**TEXT:**
================================
This is the "preferred" vs "only" category.  You set "preferred" if you want to
be able to handle failures cleanly, you set "only" if you'd rather reprovision a
box than lose performance.

> If we have a bit that says "old kernels don't mount this filesystem any
> more" then we lose one of those recovery options, and the other options
> aren't implemented yet.
> 
> While I think of it, the metadata reservation system eventually needs
> to know that it can't use data-only devices for metadata, the same way
> that df eventually needs to know about metadata-only devices.
> 

Yeah, I'm willing to throw that into the power user bucket.  It really only
affects overcommit, because once we've allocated all our chunks we'll stop
overcommitting.  There may be some corners that need to be addressed, but we can
burn those bridges when we get to them.  Thanks,

Josef

^ permalink raw reply	[flat|nested] 32+ messages in thread

* Re: [PATCH 4/4] btrfs: add allocator_hint mode
  2021-10-24 15:31 ` [PATCH 4/4] btrfs: add allocator_hint mode Goffredo Baroncelli
@ 2021-12-17 15:58   ` Hans van Kranenburg
  2021-12-17 18:28     ` Goffredo Baroncelli
  0 siblings, 1 reply; 32+ messages in thread
From: Hans van Kranenburg @ 2021-12-17 15:58 UTC (permalink / raw)
  To: Goffredo Baroncelli, linux-btrfs
  Cc: Zygo Blaxell, Josef Bacik, David Sterba, Sinnamohideen Shafeeq,
	Goffredo Baroncelli

Hi,

On 10/24/21 5:31 PM, Goffredo Baroncelli wrote:
> From: Goffredo Baroncelli <kreijack@inwind.it>
> 
> When this mode is enabled, the chunk allocation policy is modified as
> follow.
================================
(Data records)
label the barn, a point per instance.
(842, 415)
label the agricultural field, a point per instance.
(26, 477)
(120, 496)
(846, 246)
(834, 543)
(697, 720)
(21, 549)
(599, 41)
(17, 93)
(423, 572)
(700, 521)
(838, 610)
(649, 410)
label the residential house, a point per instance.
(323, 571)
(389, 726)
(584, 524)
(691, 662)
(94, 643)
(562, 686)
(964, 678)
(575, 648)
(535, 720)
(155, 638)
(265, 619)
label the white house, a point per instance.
================================
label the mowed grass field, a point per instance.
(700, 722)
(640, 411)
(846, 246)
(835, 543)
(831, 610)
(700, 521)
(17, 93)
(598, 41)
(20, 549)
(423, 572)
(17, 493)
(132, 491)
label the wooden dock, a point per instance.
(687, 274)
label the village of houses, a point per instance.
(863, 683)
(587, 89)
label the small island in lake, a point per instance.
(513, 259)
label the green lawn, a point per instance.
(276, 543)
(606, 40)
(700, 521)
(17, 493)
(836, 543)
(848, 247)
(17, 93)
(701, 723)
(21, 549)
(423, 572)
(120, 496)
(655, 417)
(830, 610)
================================
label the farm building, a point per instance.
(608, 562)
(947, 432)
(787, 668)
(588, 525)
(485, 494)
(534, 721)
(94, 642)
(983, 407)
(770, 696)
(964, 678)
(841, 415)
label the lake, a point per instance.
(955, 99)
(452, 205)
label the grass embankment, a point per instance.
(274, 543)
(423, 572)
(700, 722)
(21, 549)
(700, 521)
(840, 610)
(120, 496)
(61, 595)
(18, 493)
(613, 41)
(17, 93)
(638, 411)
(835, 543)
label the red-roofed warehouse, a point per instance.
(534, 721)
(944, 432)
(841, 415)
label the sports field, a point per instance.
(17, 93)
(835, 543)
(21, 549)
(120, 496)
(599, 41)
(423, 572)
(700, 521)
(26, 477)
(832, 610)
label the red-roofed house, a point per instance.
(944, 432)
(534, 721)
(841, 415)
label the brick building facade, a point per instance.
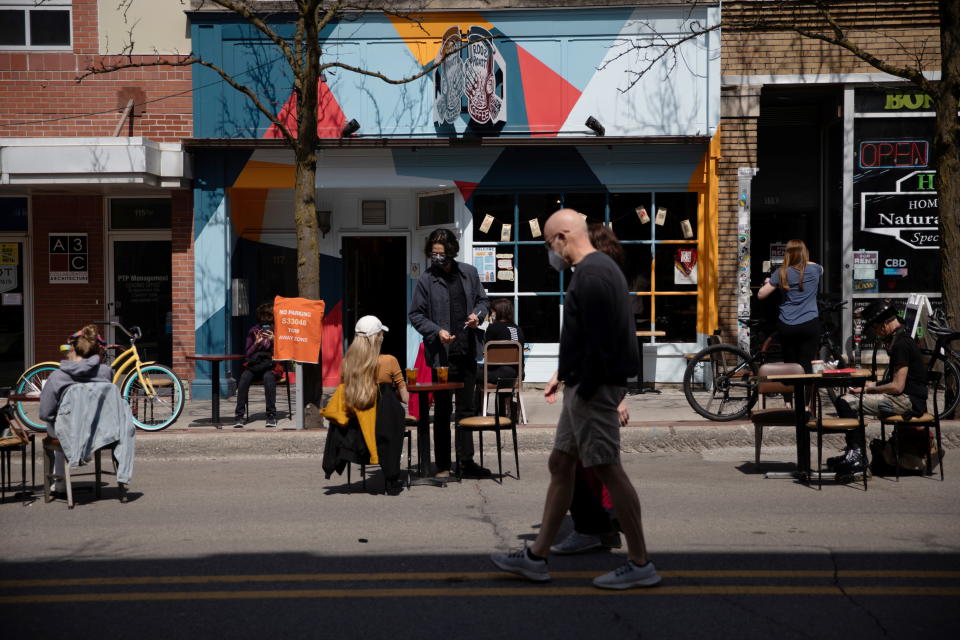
================================
**WHAT TO WORK ON:**
Extract the entire btrfs mailing-list text, reproducing every line verbatim. These rows were drawn from a separate source.

**WRITTEN REPLY:**
This is the "preferred" vs "only" category.  You set "preferred" if you want to
be able to handle failures cleanly, you set "only" if you'd rather reprovision a
box than lose performance.

> If we have a bit that says "old kernels don't mount this filesystem any
> more" then we lose one of those recovery options, and the other options
> aren't implemented yet.
> 
> While I think of it, the metadata reservation system eventually needs
> to know that it can't use data-only devices for metadata, the same way
> that df eventually needs to know about metadata-only devices.
> 

Yeah, I'm willing to throw that into the power user bucket.  It really only
affects overcommit, because once we've allocated all our chunks we'll stop
overcommitting.  There may be some corners that need to be addressed, but we can
burn those bridges when we get to them.  Thanks,

Josef

^ permalink raw reply	[flat|nested] 32+ messages in thread

* Re: [PATCH 4/4] btrfs: add allocator_hint mode
  2021-10-24 15:31 ` [PATCH 4/4] btrfs: add allocator_hint mode Goffredo Baroncelli
@ 2021-12-17 15:58   ` Hans van Kranenburg
  2021-12-17 18:28     ` Goffredo Baroncelli
  0 siblings, 1 reply; 32+ messages in thread
From: Hans van Kranenburg @ 2021-12-17 15:58 UTC (permalink / raw)
  To: Goffredo Baroncelli, linux-btrfs
  Cc: Zygo Blaxell, Josef Bacik, David Sterba, Sinnamohideen Shafeeq,
	Goffredo Baroncelli

Hi,

On 10/24/21 5:31 PM, Goffredo Baroncelli wrote:
> From: Goffredo Baroncelli <kreijack@inwind.it>
> 
> When this mode is enabled, the chunk allocation policy is modified as
> follow.